**Problem**
Each line of the listing that includes "below" should be reported.

┄┄┄┄┄┄┄┄┄┄┄┄┄┄┄┄┄┄┄┄

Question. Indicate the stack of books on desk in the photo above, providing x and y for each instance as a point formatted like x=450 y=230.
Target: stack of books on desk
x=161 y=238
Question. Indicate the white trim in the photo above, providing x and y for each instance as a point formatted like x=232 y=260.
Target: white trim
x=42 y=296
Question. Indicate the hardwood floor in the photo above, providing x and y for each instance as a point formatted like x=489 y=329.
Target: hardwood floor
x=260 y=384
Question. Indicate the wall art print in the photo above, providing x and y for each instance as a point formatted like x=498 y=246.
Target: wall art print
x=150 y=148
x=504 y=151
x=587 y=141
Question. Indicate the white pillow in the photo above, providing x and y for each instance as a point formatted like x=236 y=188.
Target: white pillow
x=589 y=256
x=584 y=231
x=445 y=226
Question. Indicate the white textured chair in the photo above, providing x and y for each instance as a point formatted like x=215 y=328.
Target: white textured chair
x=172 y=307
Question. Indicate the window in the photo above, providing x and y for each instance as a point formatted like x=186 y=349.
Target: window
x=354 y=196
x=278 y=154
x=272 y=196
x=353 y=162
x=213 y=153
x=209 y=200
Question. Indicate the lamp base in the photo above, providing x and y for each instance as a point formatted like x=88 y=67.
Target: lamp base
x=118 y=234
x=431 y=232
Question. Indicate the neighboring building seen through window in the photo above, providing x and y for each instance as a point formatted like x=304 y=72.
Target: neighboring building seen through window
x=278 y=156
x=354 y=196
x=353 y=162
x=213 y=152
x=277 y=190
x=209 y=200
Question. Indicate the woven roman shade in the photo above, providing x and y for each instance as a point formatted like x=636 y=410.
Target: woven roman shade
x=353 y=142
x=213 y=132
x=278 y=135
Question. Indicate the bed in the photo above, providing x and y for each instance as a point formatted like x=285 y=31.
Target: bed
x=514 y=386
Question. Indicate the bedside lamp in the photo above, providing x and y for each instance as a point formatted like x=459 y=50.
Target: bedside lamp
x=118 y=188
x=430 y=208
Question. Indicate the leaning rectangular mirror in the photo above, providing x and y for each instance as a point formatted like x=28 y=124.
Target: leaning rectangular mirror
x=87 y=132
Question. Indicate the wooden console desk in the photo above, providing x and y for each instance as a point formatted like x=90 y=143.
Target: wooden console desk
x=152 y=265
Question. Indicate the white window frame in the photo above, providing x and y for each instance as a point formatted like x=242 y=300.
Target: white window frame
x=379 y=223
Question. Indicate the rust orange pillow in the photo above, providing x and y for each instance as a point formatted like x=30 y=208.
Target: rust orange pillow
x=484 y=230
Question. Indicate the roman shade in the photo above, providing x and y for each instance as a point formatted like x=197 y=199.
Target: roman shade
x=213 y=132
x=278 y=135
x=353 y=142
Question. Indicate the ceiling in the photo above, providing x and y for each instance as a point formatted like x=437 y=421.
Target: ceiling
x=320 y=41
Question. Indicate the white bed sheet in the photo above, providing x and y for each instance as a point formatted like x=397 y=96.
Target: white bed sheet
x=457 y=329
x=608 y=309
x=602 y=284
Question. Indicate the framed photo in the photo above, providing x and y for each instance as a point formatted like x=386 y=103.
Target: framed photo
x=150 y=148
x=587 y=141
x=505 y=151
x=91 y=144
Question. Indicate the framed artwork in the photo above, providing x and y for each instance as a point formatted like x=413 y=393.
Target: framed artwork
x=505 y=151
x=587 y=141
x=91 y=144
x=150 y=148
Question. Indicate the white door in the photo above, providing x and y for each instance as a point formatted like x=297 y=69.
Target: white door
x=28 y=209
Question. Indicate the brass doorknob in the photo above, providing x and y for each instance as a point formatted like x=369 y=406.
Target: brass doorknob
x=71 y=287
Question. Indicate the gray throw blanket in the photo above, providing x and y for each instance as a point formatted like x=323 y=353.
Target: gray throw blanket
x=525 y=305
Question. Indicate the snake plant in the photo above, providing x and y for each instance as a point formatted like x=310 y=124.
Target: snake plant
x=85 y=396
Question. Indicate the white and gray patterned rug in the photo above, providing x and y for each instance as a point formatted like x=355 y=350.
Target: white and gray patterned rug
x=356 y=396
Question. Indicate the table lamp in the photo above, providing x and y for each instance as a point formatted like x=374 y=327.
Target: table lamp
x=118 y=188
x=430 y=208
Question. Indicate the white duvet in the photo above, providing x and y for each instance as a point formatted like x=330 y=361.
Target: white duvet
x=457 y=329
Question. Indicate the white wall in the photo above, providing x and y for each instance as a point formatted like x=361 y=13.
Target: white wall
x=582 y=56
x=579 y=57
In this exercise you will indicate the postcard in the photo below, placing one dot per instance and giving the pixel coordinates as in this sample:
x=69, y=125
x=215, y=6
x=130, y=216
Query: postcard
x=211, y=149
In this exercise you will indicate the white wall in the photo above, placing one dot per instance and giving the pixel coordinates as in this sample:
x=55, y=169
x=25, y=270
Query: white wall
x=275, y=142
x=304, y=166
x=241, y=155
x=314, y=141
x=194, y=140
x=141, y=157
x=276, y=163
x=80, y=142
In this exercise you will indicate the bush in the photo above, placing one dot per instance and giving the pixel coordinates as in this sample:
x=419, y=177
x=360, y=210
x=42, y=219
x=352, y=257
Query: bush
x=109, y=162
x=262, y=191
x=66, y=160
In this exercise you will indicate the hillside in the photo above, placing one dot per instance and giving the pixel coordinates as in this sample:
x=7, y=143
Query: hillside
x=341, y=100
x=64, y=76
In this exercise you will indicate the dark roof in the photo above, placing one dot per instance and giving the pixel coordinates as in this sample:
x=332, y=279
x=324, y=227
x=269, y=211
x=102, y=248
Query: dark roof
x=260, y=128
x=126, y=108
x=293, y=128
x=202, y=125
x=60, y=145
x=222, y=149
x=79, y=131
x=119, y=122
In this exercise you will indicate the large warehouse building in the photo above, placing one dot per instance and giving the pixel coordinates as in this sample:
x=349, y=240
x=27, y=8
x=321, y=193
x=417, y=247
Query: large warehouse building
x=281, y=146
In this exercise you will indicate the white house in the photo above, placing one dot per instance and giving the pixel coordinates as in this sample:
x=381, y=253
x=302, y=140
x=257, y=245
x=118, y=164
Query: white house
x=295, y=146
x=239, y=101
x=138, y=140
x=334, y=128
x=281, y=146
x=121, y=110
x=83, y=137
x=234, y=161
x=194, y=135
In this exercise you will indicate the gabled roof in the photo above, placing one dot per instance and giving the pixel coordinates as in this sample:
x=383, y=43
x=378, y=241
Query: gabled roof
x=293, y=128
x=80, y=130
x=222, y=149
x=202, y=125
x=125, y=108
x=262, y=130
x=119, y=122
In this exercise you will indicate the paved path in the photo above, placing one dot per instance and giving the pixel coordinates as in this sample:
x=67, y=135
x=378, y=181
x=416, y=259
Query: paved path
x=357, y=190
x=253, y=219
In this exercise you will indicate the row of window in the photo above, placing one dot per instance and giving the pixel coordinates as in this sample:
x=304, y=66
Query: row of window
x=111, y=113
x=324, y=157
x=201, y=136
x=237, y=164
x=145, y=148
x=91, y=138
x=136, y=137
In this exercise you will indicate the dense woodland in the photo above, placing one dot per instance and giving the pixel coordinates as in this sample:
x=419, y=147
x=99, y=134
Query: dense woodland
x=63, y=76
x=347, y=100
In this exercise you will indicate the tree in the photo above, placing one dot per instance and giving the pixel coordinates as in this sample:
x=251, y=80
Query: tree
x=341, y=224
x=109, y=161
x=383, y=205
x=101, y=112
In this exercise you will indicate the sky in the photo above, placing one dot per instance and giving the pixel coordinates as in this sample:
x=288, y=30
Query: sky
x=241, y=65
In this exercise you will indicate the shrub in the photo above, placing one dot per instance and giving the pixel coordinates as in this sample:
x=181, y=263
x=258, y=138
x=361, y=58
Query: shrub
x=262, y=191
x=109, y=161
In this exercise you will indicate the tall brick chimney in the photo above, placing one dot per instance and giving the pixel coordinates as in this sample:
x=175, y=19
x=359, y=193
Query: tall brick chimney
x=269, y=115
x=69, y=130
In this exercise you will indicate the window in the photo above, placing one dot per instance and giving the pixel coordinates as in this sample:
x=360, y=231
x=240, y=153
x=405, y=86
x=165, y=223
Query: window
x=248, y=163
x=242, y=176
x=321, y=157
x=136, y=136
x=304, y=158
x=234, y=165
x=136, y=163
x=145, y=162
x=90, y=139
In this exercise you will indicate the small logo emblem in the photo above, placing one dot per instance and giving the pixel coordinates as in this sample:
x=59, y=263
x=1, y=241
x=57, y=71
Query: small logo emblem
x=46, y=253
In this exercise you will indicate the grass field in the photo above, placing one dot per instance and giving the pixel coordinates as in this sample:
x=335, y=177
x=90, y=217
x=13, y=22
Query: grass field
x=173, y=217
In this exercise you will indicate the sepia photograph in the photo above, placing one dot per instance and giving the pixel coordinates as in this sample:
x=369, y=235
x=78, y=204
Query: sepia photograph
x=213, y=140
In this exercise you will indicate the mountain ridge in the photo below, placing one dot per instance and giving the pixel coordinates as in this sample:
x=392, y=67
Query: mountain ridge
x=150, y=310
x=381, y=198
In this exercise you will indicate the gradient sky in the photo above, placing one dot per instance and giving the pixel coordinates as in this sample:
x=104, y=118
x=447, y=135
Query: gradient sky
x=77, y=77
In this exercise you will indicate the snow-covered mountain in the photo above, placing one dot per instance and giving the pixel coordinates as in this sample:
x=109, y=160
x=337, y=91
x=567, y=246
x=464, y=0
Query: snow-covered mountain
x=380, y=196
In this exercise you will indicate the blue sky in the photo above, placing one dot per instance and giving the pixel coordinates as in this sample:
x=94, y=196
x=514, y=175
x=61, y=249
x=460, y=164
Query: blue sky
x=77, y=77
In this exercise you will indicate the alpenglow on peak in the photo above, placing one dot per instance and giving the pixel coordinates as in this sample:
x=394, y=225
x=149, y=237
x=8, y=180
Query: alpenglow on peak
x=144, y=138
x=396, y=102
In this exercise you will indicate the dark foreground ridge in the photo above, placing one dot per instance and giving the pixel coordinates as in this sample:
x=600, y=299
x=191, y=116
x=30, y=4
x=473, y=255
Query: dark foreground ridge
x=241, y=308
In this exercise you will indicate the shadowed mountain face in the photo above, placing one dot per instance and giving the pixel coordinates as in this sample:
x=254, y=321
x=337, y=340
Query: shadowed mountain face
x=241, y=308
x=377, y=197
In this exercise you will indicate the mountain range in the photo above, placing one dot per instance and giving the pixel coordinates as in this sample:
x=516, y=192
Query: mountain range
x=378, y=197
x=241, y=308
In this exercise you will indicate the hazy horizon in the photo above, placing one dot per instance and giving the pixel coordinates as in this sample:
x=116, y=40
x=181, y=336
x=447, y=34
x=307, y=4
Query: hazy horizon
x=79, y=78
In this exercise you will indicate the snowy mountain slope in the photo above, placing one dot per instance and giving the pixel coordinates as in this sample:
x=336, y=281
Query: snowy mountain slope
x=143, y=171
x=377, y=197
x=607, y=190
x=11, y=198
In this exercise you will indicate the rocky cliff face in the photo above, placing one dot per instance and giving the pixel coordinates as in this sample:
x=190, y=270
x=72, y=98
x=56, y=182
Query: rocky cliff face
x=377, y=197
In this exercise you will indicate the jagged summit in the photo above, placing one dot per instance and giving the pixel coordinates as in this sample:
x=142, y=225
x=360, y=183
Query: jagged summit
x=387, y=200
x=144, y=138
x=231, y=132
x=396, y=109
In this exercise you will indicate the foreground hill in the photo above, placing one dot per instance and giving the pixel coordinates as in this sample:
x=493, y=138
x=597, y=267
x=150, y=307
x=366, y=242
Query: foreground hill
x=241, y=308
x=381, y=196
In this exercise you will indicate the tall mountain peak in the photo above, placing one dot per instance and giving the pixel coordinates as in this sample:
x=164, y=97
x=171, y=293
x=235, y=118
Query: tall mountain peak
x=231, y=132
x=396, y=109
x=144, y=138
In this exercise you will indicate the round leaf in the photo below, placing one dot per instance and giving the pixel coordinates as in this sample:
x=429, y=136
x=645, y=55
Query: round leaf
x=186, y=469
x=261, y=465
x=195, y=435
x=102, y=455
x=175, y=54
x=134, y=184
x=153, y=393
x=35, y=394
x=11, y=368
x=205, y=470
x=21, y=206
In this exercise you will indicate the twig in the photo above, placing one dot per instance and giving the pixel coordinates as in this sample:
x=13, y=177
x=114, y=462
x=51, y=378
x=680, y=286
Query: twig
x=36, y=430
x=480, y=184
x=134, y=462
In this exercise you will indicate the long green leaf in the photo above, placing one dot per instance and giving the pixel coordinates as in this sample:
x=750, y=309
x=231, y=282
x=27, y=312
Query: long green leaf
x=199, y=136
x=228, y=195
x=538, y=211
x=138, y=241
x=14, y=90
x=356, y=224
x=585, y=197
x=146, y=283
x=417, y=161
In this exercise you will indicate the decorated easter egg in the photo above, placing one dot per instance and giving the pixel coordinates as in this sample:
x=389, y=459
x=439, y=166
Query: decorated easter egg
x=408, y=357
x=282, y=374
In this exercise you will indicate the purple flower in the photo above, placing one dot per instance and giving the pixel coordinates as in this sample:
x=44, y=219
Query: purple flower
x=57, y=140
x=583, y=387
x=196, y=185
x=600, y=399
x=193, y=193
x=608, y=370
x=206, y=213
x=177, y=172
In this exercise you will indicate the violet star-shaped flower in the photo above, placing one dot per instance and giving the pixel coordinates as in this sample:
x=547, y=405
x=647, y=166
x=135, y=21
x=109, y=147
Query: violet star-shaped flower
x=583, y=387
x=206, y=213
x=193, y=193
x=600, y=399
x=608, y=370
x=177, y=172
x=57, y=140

┄┄┄┄┄┄┄┄┄┄┄┄┄┄┄┄┄┄┄┄

**Answer section**
In this exercise you will indicate the postcard in the photo below, placing one dot per instance and giving the pixel coordinates as in this sample:
In this exercise you will indicate the mountain ridge in the photo below, placing one dot per instance and giving the pixel coordinates as in this sample:
In this exercise you will indicate the round leaf in the photo below, placing one dot per instance and giving the pixel coordinates as in this sample:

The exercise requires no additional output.